**Written instruction:** The records are set out below this line. Return exactly the lines from the one containing "Task: Where can the tile" through the last, and exclude the pictures.

**Dataset records:**
** BEGIN **

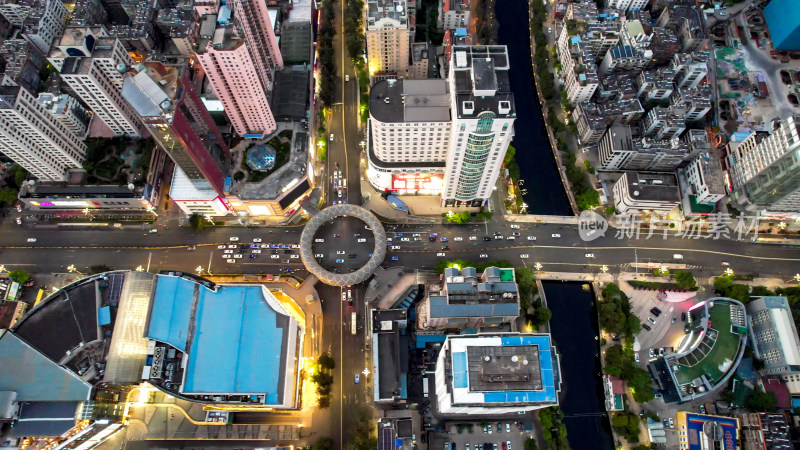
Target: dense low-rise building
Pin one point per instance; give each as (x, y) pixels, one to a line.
(496, 374)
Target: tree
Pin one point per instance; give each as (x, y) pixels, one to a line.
(20, 276)
(326, 361)
(196, 222)
(760, 401)
(685, 280)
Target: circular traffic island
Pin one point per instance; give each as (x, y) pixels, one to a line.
(342, 245)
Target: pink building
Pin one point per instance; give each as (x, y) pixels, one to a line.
(234, 76)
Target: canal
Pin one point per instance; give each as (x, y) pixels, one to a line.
(537, 166)
(575, 332)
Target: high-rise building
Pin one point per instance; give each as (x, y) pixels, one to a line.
(35, 139)
(166, 101)
(255, 26)
(388, 38)
(92, 67)
(231, 68)
(766, 174)
(483, 114)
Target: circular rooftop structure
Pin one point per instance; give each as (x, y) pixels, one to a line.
(330, 213)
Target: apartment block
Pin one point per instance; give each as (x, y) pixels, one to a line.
(231, 69)
(90, 64)
(388, 38)
(35, 139)
(483, 114)
(453, 14)
(166, 101)
(409, 135)
(766, 174)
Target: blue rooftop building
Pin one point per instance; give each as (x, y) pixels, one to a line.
(783, 21)
(497, 374)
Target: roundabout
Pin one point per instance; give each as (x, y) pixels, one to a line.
(309, 236)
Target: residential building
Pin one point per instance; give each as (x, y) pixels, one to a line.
(90, 64)
(483, 114)
(766, 174)
(664, 123)
(712, 431)
(709, 355)
(774, 337)
(409, 135)
(420, 55)
(453, 14)
(783, 21)
(499, 373)
(256, 27)
(231, 69)
(167, 103)
(388, 38)
(390, 341)
(466, 299)
(68, 111)
(455, 36)
(765, 431)
(636, 192)
(23, 61)
(45, 22)
(35, 139)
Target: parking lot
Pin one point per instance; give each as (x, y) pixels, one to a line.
(475, 438)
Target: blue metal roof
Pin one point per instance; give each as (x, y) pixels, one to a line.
(440, 308)
(34, 377)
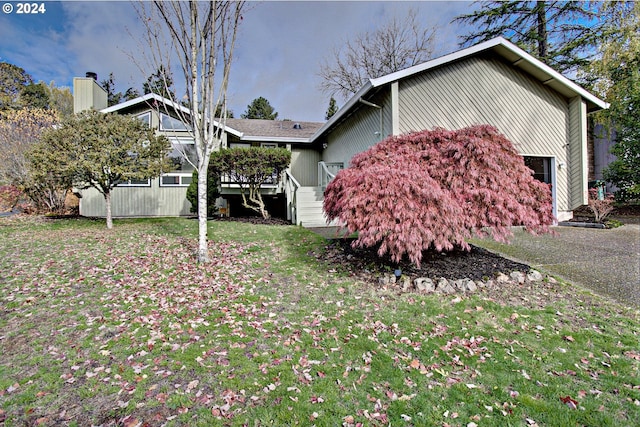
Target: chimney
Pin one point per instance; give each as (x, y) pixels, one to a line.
(88, 94)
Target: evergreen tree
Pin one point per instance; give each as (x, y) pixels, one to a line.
(561, 33)
(616, 74)
(333, 108)
(160, 83)
(13, 80)
(35, 95)
(260, 109)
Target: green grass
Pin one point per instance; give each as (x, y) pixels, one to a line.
(121, 327)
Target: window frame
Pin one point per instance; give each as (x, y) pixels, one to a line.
(181, 178)
(128, 183)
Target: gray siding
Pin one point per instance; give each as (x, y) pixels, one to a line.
(578, 153)
(358, 131)
(137, 201)
(88, 94)
(304, 166)
(488, 91)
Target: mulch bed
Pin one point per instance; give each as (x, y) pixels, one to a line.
(477, 264)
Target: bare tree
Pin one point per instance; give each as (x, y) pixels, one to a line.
(397, 45)
(202, 37)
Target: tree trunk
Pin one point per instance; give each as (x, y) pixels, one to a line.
(203, 247)
(107, 200)
(543, 48)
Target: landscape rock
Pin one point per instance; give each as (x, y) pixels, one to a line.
(534, 276)
(405, 283)
(387, 279)
(502, 278)
(424, 284)
(443, 286)
(517, 276)
(470, 285)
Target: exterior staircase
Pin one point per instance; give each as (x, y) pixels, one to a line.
(309, 207)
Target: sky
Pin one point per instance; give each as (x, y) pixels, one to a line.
(280, 45)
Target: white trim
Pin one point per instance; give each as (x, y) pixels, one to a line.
(180, 176)
(491, 44)
(128, 184)
(497, 44)
(554, 181)
(154, 97)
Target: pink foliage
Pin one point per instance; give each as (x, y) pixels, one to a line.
(435, 189)
(9, 197)
(600, 208)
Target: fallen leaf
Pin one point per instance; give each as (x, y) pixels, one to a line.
(567, 400)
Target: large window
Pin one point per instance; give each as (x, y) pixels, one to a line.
(145, 118)
(541, 167)
(183, 157)
(183, 154)
(175, 180)
(171, 123)
(136, 183)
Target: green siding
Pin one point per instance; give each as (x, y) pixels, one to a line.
(578, 153)
(137, 201)
(304, 166)
(359, 131)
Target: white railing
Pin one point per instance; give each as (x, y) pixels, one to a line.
(326, 172)
(291, 186)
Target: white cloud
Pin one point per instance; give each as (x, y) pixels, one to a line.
(279, 48)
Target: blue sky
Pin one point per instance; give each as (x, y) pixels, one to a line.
(280, 45)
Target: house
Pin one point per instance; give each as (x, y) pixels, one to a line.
(543, 113)
(166, 195)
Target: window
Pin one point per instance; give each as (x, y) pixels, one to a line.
(183, 155)
(171, 123)
(145, 118)
(175, 180)
(136, 183)
(541, 167)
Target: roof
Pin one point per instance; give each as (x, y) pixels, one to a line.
(274, 130)
(152, 99)
(500, 46)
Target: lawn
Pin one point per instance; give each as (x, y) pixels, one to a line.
(122, 328)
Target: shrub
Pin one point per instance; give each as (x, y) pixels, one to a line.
(250, 169)
(435, 189)
(212, 192)
(9, 197)
(600, 208)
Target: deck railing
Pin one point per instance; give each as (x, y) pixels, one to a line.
(326, 172)
(291, 186)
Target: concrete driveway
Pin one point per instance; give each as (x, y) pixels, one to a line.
(605, 261)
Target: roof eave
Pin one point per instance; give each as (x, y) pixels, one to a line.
(152, 96)
(495, 44)
(296, 140)
(343, 110)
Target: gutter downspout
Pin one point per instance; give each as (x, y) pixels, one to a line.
(379, 107)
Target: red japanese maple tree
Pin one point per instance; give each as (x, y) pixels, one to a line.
(435, 189)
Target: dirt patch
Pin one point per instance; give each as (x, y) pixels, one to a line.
(476, 264)
(254, 220)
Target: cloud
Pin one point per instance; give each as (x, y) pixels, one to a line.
(279, 49)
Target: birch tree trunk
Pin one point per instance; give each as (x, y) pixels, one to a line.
(201, 36)
(107, 200)
(203, 246)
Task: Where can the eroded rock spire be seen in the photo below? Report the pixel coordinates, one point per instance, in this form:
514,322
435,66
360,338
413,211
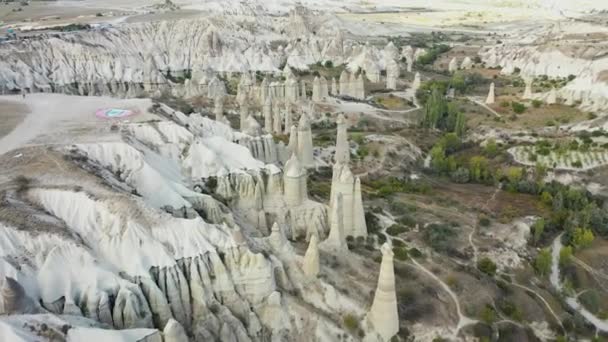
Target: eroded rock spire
383,314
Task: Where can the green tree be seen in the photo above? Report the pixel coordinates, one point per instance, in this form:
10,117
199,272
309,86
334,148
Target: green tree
478,168
461,124
542,263
487,266
491,148
538,228
434,109
582,238
565,255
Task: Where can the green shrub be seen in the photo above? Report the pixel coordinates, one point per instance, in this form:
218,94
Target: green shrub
351,323
487,266
518,107
400,253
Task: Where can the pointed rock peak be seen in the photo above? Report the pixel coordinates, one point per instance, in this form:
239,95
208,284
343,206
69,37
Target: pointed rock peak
174,332
386,249
275,228
12,295
237,236
304,123
311,258
293,167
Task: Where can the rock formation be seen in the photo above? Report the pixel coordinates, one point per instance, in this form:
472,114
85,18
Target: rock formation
305,142
336,240
303,90
334,87
267,112
348,187
174,332
453,66
264,91
316,89
342,154
344,83
218,109
244,114
491,97
323,88
288,119
292,147
291,89
416,82
466,64
552,97
310,265
276,120
383,314
14,300
528,91
392,74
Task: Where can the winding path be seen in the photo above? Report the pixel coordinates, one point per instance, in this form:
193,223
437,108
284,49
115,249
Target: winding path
572,302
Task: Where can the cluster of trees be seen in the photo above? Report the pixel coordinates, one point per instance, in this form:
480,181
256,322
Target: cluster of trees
461,82
574,211
439,114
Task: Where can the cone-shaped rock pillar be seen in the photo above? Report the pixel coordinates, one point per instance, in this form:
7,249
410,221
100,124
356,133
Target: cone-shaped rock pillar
552,98
293,140
244,113
316,89
305,142
344,184
383,314
294,180
267,110
218,109
336,239
310,266
342,148
491,96
528,91
334,87
288,119
174,332
276,120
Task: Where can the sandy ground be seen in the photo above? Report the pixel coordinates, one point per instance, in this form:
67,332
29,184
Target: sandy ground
64,119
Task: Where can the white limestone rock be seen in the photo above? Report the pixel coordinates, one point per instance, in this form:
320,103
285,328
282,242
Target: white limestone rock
336,240
552,97
345,185
294,180
310,265
528,90
267,111
392,74
491,96
305,142
174,332
383,314
342,154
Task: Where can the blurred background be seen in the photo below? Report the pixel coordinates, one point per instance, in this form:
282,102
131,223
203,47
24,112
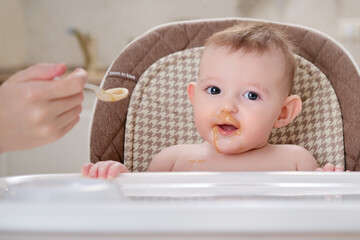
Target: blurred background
91,33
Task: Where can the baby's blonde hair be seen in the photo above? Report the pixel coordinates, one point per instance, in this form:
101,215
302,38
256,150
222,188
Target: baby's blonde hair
260,37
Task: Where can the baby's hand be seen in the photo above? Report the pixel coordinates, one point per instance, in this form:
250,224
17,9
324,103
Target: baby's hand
103,169
330,168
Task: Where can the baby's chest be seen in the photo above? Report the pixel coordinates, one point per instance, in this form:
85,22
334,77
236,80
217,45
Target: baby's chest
233,163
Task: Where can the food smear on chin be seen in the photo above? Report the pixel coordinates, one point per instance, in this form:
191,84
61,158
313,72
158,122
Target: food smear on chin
227,126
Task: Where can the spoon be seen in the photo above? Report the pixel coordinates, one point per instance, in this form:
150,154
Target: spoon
110,95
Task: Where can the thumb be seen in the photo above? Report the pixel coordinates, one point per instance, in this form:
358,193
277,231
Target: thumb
41,71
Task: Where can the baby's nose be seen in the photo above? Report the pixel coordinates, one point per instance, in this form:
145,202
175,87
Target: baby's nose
229,106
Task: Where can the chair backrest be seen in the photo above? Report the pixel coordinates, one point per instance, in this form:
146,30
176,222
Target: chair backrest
331,71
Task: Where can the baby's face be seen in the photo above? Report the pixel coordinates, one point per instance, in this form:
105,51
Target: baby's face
238,97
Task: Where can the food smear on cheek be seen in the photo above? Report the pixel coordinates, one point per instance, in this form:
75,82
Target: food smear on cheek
197,161
216,138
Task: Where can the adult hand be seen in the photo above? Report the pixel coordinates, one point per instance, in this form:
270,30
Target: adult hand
35,109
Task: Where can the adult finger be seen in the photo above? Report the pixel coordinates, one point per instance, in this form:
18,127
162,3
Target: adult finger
41,71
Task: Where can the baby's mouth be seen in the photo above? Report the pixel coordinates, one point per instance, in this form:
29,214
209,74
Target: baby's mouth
227,129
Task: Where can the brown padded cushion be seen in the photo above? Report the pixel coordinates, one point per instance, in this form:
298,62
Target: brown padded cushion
107,130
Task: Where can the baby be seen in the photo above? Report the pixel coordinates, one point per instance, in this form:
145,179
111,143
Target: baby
243,91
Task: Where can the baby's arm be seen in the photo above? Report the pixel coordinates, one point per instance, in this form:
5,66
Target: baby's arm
103,169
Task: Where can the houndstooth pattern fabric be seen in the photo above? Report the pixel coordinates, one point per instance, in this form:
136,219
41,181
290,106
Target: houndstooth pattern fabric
160,114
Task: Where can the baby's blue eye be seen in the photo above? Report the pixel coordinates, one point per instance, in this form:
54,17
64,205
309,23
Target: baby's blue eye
251,95
213,90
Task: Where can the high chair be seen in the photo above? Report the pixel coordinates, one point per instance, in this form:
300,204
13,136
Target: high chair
157,66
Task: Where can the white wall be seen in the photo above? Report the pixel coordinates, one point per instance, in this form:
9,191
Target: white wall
38,29
13,39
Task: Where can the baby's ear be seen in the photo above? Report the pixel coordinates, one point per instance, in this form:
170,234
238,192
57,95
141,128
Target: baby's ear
191,90
290,109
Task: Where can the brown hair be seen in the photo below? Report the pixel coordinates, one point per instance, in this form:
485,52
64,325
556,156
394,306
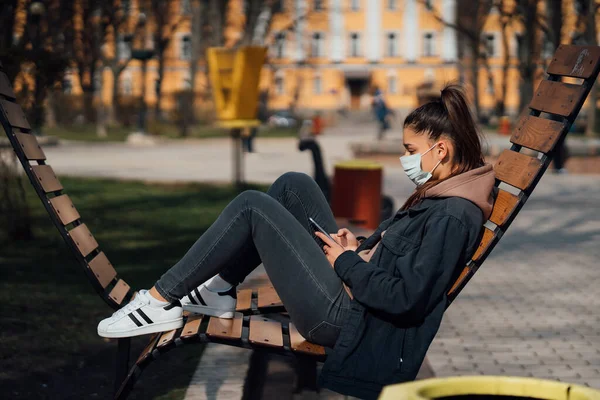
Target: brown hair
449,116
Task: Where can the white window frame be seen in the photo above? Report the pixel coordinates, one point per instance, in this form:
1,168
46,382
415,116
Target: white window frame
317,38
124,46
126,84
279,84
433,52
185,44
396,52
317,84
392,88
495,41
279,44
185,7
351,45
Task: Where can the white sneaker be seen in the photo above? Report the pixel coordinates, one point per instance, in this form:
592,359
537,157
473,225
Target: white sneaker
216,304
142,316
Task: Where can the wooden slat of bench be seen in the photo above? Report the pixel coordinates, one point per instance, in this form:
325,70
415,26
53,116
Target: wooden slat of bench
226,328
301,345
30,146
557,98
484,244
5,87
118,293
268,297
537,133
504,206
244,300
517,169
64,208
166,338
83,239
47,178
192,326
147,352
265,332
575,61
103,269
14,114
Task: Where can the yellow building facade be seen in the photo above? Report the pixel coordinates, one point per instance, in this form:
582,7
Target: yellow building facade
330,55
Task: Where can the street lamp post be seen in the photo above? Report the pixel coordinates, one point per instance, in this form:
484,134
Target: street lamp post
37,10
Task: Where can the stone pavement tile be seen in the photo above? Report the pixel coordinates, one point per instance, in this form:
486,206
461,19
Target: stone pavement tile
220,374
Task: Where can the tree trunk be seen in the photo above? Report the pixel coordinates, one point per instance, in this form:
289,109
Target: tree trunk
475,77
158,87
101,109
112,108
14,211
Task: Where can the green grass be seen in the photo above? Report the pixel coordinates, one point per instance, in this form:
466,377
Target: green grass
49,347
87,133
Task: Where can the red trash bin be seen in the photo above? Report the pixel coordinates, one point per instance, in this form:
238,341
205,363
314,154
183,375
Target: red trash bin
356,193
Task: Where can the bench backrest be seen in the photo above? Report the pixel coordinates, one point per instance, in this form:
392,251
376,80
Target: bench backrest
517,173
60,208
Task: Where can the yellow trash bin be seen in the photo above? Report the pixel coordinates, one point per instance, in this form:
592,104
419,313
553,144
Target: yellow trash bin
488,387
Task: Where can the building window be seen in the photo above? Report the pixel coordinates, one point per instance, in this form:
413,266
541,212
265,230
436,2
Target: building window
392,44
124,46
126,6
428,44
126,87
318,85
279,85
354,45
280,45
392,85
185,6
316,47
490,45
186,48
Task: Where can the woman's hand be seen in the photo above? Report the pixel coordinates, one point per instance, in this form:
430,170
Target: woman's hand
333,249
347,239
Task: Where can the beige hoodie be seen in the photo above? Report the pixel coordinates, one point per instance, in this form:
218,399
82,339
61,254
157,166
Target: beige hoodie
475,185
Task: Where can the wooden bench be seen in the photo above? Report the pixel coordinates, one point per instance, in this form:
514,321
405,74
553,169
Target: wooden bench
517,175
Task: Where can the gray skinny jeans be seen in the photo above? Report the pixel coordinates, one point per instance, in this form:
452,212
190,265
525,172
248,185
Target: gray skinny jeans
272,228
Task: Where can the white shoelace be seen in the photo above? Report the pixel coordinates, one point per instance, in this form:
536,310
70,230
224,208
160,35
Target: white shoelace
139,301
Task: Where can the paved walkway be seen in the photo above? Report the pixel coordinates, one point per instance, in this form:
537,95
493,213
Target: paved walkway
533,309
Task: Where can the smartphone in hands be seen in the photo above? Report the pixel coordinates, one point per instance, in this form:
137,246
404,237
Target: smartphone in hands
323,231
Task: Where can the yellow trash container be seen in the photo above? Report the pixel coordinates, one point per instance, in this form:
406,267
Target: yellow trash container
488,387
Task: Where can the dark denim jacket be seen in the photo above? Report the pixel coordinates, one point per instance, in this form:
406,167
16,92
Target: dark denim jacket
400,295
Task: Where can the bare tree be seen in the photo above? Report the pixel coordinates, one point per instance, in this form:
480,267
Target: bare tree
528,47
470,20
586,34
166,22
120,29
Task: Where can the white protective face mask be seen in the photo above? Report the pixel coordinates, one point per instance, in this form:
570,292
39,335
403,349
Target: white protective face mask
412,166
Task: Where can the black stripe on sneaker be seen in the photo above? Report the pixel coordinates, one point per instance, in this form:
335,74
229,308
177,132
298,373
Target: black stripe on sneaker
143,315
191,297
134,319
200,299
231,292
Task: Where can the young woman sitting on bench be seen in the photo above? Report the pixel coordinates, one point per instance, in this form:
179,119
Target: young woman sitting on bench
375,305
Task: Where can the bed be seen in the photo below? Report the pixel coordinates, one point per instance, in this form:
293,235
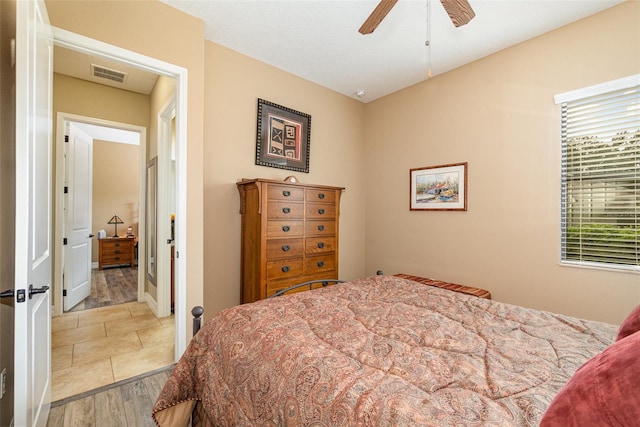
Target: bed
378,351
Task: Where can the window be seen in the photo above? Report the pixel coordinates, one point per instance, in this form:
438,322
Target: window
600,204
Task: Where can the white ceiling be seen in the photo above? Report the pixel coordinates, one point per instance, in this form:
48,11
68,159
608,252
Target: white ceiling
318,40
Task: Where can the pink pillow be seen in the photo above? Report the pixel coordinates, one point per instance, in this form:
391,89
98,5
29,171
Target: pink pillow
603,392
630,325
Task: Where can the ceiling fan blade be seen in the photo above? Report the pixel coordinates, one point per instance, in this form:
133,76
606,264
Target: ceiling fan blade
459,11
377,16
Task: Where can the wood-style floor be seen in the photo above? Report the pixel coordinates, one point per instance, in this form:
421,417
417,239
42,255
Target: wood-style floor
126,403
110,286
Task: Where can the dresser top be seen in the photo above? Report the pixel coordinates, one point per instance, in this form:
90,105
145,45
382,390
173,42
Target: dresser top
246,181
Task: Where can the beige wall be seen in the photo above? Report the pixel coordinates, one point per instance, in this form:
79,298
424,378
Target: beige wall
115,188
498,115
75,96
159,31
233,84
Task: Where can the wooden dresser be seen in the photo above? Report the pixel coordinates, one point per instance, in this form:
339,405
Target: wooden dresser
116,251
289,235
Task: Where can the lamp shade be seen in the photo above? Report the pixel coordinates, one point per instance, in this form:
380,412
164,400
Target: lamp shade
115,220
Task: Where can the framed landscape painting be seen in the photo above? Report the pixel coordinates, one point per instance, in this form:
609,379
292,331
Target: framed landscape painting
441,188
283,137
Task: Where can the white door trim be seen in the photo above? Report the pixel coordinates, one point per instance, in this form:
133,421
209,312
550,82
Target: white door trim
163,266
81,43
59,231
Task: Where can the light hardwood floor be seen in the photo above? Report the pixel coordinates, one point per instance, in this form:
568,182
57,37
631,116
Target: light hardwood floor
127,403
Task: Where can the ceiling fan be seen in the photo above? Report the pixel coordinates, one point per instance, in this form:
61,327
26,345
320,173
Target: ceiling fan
459,11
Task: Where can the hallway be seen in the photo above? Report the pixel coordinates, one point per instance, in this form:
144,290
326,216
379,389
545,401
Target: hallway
99,346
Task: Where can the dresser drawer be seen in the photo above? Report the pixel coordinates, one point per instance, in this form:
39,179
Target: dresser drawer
282,269
319,264
319,245
116,251
320,228
116,259
285,192
320,195
115,247
320,210
277,228
282,210
284,248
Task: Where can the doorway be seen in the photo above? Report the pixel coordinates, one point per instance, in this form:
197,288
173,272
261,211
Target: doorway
83,44
101,171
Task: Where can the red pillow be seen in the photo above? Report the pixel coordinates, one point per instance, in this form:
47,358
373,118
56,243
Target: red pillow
630,325
603,392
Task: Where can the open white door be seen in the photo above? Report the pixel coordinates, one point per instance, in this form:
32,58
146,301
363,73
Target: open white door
78,184
34,62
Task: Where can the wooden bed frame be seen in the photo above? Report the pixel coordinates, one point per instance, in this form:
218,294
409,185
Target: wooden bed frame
197,311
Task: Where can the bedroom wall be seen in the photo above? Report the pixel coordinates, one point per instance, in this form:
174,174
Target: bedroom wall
233,83
116,186
159,31
498,115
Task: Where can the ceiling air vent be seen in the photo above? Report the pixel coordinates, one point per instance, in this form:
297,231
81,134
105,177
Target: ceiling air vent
108,73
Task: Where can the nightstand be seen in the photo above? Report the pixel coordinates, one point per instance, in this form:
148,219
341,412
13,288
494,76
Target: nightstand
116,251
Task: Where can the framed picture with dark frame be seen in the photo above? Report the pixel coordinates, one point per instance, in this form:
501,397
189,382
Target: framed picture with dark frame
283,138
442,188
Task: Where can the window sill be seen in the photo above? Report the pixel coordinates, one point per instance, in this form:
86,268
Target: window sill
613,268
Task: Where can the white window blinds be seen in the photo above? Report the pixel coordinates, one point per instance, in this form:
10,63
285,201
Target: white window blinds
601,178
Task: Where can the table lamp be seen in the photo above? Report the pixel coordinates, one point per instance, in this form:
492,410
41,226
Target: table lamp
115,220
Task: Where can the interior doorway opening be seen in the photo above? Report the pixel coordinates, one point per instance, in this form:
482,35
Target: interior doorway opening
102,180
96,48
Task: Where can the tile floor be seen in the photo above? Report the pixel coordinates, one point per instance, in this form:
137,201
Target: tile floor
100,346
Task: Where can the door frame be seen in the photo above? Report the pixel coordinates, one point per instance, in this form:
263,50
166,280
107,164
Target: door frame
163,253
59,222
85,44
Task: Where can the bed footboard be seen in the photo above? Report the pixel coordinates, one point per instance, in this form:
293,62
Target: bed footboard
197,312
310,283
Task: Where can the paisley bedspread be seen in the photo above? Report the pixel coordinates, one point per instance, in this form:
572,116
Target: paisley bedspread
379,351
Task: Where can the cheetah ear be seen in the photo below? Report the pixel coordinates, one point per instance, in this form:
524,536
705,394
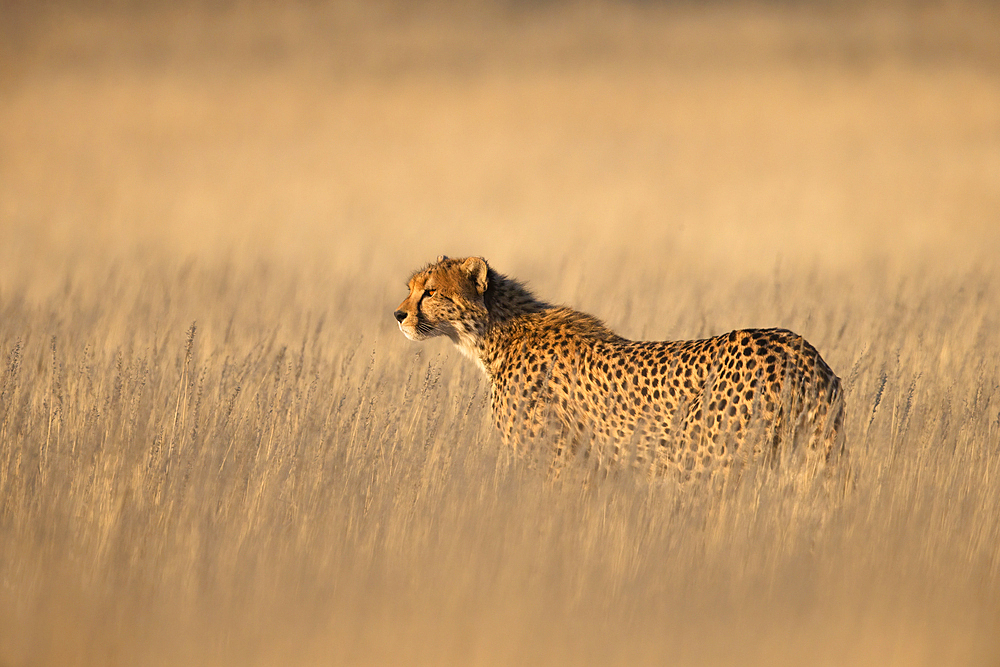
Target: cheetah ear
478,270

** END **

**Result of the task:**
Task: Where can the tile floor be seen in the photo above? Report the pixel coordinates, one point per instance, in this form:
137,201
Target: tile floor
100,346
Task: Where can the door frame be seen in the photo above? Report the pixel coordinates, one point per instance, in this form:
263,50
166,280
107,164
Target: door frame
163,253
59,222
85,44
Task: Where can the bed footboard be seen in the photo above? Report the pixel coordinates, one point per instance, in this form:
293,62
Target: bed footboard
197,312
310,283
Task: Where can the paisley bedspread be seen in the photo above? Report the pixel coordinates, one point per instance, in this form:
572,116
Target: paisley bedspread
379,351
Task: Where can the cheetah ear be seen in the photo below? Report the pixel coordinates, one point per instance, in this form:
524,536
705,394
Target: cheetah ear
478,270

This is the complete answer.